What the exercise asks ▸ Your task is to output the entries below word for word.
>> BEGIN Provided information
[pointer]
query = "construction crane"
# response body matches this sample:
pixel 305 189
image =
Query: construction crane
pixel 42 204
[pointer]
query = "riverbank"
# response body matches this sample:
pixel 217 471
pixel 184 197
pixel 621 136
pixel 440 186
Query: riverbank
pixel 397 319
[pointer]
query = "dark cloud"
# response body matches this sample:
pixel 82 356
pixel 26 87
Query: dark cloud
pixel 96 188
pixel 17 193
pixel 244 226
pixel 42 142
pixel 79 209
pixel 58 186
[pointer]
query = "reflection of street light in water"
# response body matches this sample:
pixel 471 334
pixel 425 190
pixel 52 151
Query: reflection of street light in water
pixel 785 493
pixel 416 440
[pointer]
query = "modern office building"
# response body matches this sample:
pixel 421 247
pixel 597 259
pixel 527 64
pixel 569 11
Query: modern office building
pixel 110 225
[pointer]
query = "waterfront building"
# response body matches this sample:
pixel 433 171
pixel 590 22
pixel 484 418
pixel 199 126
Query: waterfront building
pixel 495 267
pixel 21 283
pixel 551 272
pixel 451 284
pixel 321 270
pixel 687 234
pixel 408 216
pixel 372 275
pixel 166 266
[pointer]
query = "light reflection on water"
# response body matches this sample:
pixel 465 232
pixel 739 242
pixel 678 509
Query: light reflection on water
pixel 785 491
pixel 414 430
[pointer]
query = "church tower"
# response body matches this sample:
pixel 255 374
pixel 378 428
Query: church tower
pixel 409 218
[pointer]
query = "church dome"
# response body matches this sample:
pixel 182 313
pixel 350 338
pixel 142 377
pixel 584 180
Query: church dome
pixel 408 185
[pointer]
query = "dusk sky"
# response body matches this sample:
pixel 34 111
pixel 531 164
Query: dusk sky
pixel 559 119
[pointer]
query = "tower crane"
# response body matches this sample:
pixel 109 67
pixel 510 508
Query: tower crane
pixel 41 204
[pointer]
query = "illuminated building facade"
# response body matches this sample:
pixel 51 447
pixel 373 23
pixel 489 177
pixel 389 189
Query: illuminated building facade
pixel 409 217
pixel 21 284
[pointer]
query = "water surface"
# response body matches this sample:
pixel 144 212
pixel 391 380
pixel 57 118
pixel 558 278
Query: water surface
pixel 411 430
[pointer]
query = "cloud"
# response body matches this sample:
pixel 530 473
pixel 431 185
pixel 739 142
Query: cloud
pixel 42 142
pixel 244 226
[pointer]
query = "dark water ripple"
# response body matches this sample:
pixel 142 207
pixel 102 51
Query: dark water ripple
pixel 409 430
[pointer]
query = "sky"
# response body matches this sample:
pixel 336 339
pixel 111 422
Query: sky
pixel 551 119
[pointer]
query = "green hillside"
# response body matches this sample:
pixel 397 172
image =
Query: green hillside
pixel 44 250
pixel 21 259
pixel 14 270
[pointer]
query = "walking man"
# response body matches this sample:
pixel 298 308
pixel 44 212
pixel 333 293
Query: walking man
>> END Provided information
Answer to the task ▸
[pointer]
query = "construction crane"
# response body matches this sample:
pixel 305 189
image =
Query: construction crane
pixel 42 204
[pointer]
query = "riverbank"
# response body matches this sample:
pixel 217 471
pixel 184 197
pixel 621 136
pixel 440 186
Query: riverbank
pixel 397 319
[pointer]
query = "dark cloud"
# response body matches this sample:
pixel 82 356
pixel 26 87
Query: dark cloud
pixel 96 188
pixel 17 193
pixel 244 226
pixel 42 142
pixel 79 209
pixel 58 186
[pointer]
query = "reflection of street light in water"
# response body matches this sample:
pixel 471 334
pixel 425 190
pixel 52 151
Query: reflection of street light in water
pixel 785 493
pixel 416 440
[pointer]
query = "modern office building"
# response body matches this sample:
pixel 421 247
pixel 597 259
pixel 527 64
pixel 569 11
Query: modern office building
pixel 110 225
[pointer]
query = "waterfront building"
# response body matches this sample:
pixel 433 171
pixel 590 22
pixel 484 418
pixel 199 126
Query: waterfront building
pixel 495 267
pixel 21 283
pixel 551 272
pixel 451 284
pixel 321 270
pixel 687 234
pixel 408 216
pixel 372 275
pixel 166 266
[pointer]
query = "light reflection on water"
# response body matches this sample:
pixel 465 232
pixel 739 242
pixel 678 509
Query: light reflection on water
pixel 785 491
pixel 414 430
[pointer]
query = "church tower"
# response body matches this sample:
pixel 255 374
pixel 378 428
Query: church tower
pixel 409 218
[pointer]
query = "church dome"
# response body matches this sample:
pixel 182 313
pixel 350 338
pixel 142 377
pixel 584 180
Query: church dome
pixel 408 185
[pointer]
query = "dusk sky"
# response body matches this sample:
pixel 34 111
pixel 531 164
Query: dusk sky
pixel 559 119
[pointer]
query = "tower crane"
# response body matches this sample:
pixel 109 67
pixel 510 508
Query: tower crane
pixel 41 204
[pointer]
query = "illuminated building facade"
# response body matches this sample:
pixel 51 447
pixel 373 23
pixel 489 177
pixel 389 189
Query: illuminated building facade
pixel 409 217
pixel 21 284
[pointer]
query = "water surface"
# response body matches this sample:
pixel 144 212
pixel 391 380
pixel 57 118
pixel 558 278
Query: water surface
pixel 411 430
[pointer]
query = "cloud"
# response body matches this sample:
pixel 530 473
pixel 431 185
pixel 739 142
Query: cloud
pixel 42 142
pixel 244 226
[pointer]
query = "dark water ripple"
# response body matches this sample:
pixel 142 207
pixel 102 51
Query: dark water ripple
pixel 409 430
[pointer]
query = "sky"
# response body matches this sample:
pixel 336 339
pixel 111 422
Query: sky
pixel 551 119
[pointer]
query = "green hillside"
# response body matches this sample:
pixel 397 172
image =
Query: green hillside
pixel 44 250
pixel 21 259
pixel 14 270
[pointer]
query = "walking man"
# response body matches this sample:
pixel 298 308
pixel 44 212
pixel 333 293
Query: walking man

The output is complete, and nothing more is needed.